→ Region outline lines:
--- --- ---

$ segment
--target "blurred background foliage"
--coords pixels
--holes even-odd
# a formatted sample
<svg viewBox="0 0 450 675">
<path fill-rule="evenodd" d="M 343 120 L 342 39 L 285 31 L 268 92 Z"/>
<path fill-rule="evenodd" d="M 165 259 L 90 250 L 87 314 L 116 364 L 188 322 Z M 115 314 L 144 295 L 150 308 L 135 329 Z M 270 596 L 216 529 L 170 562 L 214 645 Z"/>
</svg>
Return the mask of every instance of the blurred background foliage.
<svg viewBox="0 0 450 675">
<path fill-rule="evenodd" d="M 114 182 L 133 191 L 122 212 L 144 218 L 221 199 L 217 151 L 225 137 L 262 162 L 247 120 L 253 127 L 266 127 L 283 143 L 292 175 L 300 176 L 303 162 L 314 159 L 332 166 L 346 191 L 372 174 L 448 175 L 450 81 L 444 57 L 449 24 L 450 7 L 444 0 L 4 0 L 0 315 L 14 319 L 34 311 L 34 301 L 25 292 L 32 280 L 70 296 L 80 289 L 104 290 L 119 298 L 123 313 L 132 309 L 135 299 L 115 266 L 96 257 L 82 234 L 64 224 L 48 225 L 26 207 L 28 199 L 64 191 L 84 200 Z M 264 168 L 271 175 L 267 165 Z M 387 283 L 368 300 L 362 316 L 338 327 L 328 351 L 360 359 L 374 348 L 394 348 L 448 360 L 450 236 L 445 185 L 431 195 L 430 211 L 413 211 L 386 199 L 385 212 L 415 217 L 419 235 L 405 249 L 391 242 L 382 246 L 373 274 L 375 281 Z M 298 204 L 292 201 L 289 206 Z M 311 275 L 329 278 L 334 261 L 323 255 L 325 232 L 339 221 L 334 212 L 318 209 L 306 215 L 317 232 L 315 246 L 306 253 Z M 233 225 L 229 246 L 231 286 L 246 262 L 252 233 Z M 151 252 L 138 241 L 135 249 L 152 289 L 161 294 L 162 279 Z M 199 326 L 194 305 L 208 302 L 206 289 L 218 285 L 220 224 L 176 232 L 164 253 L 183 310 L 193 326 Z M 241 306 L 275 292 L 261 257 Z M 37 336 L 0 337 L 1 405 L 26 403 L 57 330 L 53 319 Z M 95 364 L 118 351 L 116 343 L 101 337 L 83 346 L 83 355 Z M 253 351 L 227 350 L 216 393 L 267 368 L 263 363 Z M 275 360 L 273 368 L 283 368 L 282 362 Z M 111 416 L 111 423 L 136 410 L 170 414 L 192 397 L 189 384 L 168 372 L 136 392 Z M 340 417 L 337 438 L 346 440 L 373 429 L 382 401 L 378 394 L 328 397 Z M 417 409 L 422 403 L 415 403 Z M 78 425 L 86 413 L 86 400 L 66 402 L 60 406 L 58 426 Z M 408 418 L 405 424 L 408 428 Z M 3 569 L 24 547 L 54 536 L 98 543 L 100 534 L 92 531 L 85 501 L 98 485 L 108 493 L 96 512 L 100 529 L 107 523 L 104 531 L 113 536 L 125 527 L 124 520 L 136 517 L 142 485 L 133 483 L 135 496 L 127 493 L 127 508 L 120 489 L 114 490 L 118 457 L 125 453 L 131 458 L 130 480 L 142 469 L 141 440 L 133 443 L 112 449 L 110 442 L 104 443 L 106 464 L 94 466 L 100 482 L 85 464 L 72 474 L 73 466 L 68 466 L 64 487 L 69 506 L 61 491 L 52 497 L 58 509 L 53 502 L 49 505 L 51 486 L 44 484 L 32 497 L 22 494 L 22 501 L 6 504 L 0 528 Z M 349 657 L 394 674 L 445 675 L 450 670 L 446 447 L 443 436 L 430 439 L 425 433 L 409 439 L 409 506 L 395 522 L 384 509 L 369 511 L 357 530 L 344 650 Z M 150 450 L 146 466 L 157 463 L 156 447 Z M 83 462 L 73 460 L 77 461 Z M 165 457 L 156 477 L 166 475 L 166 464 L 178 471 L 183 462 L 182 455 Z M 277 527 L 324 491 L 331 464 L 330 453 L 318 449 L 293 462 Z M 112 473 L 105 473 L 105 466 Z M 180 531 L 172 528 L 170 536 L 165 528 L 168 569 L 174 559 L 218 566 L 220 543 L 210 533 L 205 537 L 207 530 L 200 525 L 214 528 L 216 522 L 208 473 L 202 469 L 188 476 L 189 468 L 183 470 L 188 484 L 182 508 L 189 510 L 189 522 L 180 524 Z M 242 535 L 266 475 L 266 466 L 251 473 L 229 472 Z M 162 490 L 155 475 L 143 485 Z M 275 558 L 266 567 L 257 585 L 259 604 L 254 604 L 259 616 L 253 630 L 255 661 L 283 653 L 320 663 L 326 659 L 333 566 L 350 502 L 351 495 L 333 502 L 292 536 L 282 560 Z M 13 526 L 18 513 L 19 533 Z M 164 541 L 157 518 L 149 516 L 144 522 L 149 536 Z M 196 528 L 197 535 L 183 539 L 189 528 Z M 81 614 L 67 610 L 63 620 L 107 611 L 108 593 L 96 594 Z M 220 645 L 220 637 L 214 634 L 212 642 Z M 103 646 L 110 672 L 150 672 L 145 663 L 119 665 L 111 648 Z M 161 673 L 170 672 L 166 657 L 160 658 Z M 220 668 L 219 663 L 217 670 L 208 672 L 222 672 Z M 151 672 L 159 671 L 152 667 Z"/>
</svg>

--- --- ---

→ WHAT THE EXERCISE ASKS: Reproduce each of the lines above verbatim.

→ IN RESPONSE:
$ segment
--target "blurred background foliage"
--coords pixels
--holes even-odd
# a formatted sample
<svg viewBox="0 0 450 675">
<path fill-rule="evenodd" d="M 343 120 L 342 39 L 285 31 L 268 92 Z"/>
<path fill-rule="evenodd" d="M 165 259 L 90 250 L 87 314 L 116 364 L 188 322 Z M 115 314 L 144 295 L 150 308 L 135 329 Z M 270 596 L 216 529 L 170 562 L 214 645 Z"/>
</svg>
Return the mask of every instance of the blurred background foliage.
<svg viewBox="0 0 450 675">
<path fill-rule="evenodd" d="M 114 182 L 133 191 L 122 212 L 144 218 L 221 199 L 217 151 L 225 137 L 262 162 L 247 120 L 253 127 L 266 127 L 283 143 L 292 175 L 300 176 L 303 162 L 314 159 L 332 166 L 346 191 L 372 174 L 448 175 L 450 81 L 444 57 L 449 24 L 450 7 L 444 0 L 4 0 L 0 315 L 14 319 L 34 311 L 34 301 L 25 292 L 32 280 L 70 296 L 80 289 L 104 290 L 119 298 L 123 313 L 132 309 L 135 299 L 115 266 L 96 257 L 82 234 L 64 224 L 48 225 L 26 207 L 28 199 L 64 191 L 84 200 Z M 264 168 L 271 175 L 267 165 Z M 387 283 L 368 300 L 362 316 L 338 327 L 328 351 L 360 359 L 374 348 L 394 348 L 448 360 L 450 236 L 445 185 L 431 195 L 430 211 L 413 211 L 386 199 L 385 212 L 415 217 L 419 235 L 405 249 L 391 242 L 382 246 L 373 274 L 375 281 Z M 298 204 L 292 201 L 289 206 Z M 311 275 L 329 278 L 334 261 L 323 255 L 325 232 L 339 221 L 334 212 L 318 209 L 306 215 L 317 232 L 315 246 L 306 253 Z M 233 225 L 229 246 L 231 286 L 246 262 L 252 233 Z M 151 252 L 138 241 L 135 249 L 152 289 L 161 294 L 162 279 Z M 199 326 L 194 305 L 208 302 L 206 289 L 218 285 L 220 224 L 176 232 L 164 253 L 183 310 L 193 326 Z M 241 306 L 275 292 L 261 257 Z M 37 336 L 0 337 L 1 405 L 26 403 L 57 330 L 53 319 Z M 95 364 L 118 351 L 116 343 L 101 337 L 83 346 L 83 355 Z M 253 351 L 227 350 L 216 393 L 267 368 L 263 363 Z M 275 360 L 273 368 L 283 368 L 282 362 Z M 111 416 L 111 423 L 136 410 L 170 414 L 192 397 L 189 384 L 168 372 L 136 392 Z M 340 417 L 337 438 L 346 440 L 373 429 L 382 401 L 378 394 L 328 397 Z M 417 409 L 422 403 L 415 403 Z M 78 425 L 86 413 L 86 400 L 66 402 L 60 406 L 58 426 Z M 408 418 L 405 424 L 408 428 Z M 3 569 L 24 547 L 54 536 L 98 543 L 100 534 L 92 531 L 85 501 L 98 485 L 108 493 L 96 512 L 100 529 L 107 523 L 104 531 L 113 536 L 125 527 L 124 520 L 136 517 L 142 485 L 133 483 L 135 496 L 127 493 L 127 508 L 120 489 L 114 490 L 118 457 L 125 453 L 131 458 L 130 480 L 142 469 L 141 440 L 133 443 L 112 449 L 110 442 L 104 443 L 106 464 L 94 466 L 100 482 L 85 464 L 72 474 L 73 466 L 68 466 L 64 487 L 69 506 L 61 491 L 52 497 L 58 509 L 53 502 L 49 505 L 51 486 L 44 484 L 32 497 L 22 494 L 22 501 L 6 504 L 0 528 Z M 349 657 L 394 674 L 445 675 L 450 670 L 446 447 L 443 436 L 430 439 L 425 433 L 409 439 L 409 506 L 395 522 L 384 509 L 369 511 L 357 530 L 344 650 Z M 150 450 L 146 466 L 157 463 L 156 447 Z M 83 462 L 73 460 L 77 461 Z M 165 457 L 156 477 L 166 475 L 166 464 L 178 471 L 183 462 L 182 455 Z M 277 527 L 324 491 L 331 464 L 330 453 L 318 449 L 293 462 Z M 112 473 L 105 473 L 105 466 Z M 180 531 L 172 528 L 170 536 L 165 528 L 168 569 L 174 559 L 218 566 L 220 543 L 210 533 L 205 537 L 207 530 L 200 525 L 214 528 L 216 522 L 208 473 L 202 469 L 188 476 L 189 468 L 183 470 L 188 484 L 182 508 L 189 510 L 189 522 L 180 524 Z M 242 535 L 266 475 L 266 466 L 251 473 L 229 472 Z M 162 490 L 155 475 L 143 485 Z M 275 558 L 266 567 L 257 585 L 259 604 L 254 604 L 259 616 L 253 630 L 255 661 L 283 653 L 320 663 L 326 659 L 333 566 L 350 502 L 351 495 L 333 502 L 292 536 L 282 560 Z M 13 526 L 18 513 L 19 533 Z M 164 541 L 157 518 L 149 516 L 144 522 L 149 536 Z M 196 528 L 197 535 L 183 539 L 189 528 Z M 81 614 L 67 610 L 63 620 L 107 611 L 108 593 L 96 594 Z M 220 645 L 220 637 L 214 634 L 212 642 Z M 103 646 L 110 672 L 150 672 L 145 663 L 119 665 L 111 648 Z M 161 673 L 170 672 L 166 657 L 160 658 Z M 220 668 L 219 663 L 217 670 L 208 672 L 222 672 Z M 151 672 L 159 671 L 152 667 Z"/>
</svg>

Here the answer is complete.